> Try it
The answer must be every line from the listing that holds the string "below".
^^^^^^^^^^^^^^^^
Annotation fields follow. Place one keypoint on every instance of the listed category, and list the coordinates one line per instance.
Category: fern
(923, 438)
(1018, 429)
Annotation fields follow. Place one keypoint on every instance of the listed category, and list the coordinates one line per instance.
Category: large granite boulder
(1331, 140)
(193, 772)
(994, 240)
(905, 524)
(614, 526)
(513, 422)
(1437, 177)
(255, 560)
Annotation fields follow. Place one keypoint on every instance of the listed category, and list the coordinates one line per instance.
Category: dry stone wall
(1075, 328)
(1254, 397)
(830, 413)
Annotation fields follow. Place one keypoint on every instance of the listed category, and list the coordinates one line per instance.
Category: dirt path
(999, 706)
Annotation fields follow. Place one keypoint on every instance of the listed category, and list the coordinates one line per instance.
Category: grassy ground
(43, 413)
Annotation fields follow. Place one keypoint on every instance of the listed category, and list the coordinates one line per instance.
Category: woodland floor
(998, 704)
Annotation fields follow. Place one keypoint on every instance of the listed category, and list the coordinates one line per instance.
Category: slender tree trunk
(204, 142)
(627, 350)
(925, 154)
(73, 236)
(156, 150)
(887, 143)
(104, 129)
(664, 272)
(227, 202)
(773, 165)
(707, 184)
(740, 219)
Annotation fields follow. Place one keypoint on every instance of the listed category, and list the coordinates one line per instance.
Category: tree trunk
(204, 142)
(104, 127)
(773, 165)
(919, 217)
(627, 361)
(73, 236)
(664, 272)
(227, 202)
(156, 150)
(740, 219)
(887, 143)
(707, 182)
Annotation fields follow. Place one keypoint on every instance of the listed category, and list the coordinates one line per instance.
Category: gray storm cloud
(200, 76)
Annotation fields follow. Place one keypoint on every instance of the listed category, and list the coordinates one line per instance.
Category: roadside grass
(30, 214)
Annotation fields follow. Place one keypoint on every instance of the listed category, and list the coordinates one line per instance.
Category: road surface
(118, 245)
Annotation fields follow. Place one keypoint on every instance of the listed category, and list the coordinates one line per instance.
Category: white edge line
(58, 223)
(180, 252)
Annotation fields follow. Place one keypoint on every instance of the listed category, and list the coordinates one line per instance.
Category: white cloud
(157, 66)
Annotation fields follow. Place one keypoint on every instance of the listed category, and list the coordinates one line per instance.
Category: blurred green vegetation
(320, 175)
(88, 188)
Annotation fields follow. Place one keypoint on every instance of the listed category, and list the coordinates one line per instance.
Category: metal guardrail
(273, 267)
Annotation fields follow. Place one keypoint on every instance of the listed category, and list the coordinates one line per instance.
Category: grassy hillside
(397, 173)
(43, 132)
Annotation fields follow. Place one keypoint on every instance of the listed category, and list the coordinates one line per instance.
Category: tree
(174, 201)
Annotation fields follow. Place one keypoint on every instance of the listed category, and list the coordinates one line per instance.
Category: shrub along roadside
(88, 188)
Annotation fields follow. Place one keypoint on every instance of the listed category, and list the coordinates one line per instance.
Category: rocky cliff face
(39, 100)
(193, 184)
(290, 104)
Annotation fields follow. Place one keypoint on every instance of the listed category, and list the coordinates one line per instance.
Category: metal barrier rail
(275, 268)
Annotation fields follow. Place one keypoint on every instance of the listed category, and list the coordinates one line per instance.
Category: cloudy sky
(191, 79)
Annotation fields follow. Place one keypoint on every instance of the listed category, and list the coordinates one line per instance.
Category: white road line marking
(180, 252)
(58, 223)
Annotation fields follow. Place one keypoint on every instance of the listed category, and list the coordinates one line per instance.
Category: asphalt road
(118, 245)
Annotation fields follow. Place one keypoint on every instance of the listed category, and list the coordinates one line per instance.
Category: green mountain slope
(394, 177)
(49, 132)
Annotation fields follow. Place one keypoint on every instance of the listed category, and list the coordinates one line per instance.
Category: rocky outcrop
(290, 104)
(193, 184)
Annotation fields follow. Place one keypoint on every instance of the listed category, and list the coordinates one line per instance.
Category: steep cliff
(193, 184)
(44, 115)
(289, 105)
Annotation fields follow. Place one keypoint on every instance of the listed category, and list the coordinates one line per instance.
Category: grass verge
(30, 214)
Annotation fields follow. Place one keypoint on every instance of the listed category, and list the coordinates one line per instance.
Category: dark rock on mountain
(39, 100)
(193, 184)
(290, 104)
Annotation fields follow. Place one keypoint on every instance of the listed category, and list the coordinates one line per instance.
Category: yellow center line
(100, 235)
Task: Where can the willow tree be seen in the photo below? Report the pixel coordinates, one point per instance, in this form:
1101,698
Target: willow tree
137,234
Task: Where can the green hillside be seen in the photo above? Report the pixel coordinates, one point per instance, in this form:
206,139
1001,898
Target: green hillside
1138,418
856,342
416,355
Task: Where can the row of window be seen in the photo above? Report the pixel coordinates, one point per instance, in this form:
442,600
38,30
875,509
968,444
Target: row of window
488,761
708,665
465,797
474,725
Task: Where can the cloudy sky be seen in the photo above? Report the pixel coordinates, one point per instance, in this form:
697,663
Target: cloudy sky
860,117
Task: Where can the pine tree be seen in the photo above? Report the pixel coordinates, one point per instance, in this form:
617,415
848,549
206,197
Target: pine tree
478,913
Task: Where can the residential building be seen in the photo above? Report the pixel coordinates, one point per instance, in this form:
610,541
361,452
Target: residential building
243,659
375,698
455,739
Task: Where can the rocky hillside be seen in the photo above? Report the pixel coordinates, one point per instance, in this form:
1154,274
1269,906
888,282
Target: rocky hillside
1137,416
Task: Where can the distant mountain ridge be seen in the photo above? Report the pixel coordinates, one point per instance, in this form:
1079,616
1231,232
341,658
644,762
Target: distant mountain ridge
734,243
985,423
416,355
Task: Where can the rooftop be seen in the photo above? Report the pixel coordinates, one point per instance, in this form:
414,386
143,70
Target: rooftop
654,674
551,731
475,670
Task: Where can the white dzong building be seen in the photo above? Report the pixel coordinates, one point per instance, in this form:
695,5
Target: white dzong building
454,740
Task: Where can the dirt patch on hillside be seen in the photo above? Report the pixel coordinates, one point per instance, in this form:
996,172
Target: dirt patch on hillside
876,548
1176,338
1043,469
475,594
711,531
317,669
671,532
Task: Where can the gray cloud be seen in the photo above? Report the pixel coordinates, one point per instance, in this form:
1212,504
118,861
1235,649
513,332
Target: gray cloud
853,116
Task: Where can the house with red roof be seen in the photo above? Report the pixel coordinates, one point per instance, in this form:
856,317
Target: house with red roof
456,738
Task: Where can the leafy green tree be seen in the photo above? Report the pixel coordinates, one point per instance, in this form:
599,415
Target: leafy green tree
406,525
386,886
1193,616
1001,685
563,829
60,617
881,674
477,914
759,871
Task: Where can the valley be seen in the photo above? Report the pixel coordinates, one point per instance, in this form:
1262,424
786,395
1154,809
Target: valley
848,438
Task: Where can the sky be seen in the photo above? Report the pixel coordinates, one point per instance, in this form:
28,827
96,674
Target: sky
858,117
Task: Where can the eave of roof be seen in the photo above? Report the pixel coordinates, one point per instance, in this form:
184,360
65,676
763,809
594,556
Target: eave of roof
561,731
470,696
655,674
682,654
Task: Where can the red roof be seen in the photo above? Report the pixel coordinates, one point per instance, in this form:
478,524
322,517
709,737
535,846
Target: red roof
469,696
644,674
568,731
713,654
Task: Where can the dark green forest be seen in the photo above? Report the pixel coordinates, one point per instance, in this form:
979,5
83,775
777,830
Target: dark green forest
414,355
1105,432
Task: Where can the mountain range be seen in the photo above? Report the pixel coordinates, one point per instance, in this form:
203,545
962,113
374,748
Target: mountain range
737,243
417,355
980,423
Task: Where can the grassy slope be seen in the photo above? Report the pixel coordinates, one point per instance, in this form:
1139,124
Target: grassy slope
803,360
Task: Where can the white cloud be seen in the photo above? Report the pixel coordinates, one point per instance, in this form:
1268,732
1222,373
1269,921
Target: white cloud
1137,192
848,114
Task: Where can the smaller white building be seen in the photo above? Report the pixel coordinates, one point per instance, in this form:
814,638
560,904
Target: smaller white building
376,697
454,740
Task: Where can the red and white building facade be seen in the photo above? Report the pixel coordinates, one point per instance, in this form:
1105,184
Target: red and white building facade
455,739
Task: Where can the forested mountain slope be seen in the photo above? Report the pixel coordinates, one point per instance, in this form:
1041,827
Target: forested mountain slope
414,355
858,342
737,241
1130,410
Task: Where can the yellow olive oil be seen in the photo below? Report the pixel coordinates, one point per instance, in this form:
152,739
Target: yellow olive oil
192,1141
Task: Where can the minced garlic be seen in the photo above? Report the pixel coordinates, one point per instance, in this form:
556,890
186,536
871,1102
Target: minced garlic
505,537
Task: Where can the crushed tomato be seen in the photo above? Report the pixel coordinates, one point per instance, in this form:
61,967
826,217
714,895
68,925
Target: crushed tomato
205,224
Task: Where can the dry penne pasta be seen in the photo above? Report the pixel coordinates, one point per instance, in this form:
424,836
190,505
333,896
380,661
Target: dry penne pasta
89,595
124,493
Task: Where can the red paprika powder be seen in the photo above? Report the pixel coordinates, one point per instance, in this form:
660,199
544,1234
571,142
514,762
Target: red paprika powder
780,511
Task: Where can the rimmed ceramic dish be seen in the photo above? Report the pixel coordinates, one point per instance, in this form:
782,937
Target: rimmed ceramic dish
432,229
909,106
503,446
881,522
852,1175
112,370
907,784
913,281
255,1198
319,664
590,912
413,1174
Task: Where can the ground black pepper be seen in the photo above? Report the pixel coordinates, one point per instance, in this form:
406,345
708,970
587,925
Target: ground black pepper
^^^^^^^^^^^^^^^^
> Task result
Task: Where can the willow tree be seen in the photo below? Report the pixel coordinates, one point per instance, in this form:
Task: Where can the yellow olive oil be seen in the photo below? Report the pixel coordinates, one point per instance, in this form:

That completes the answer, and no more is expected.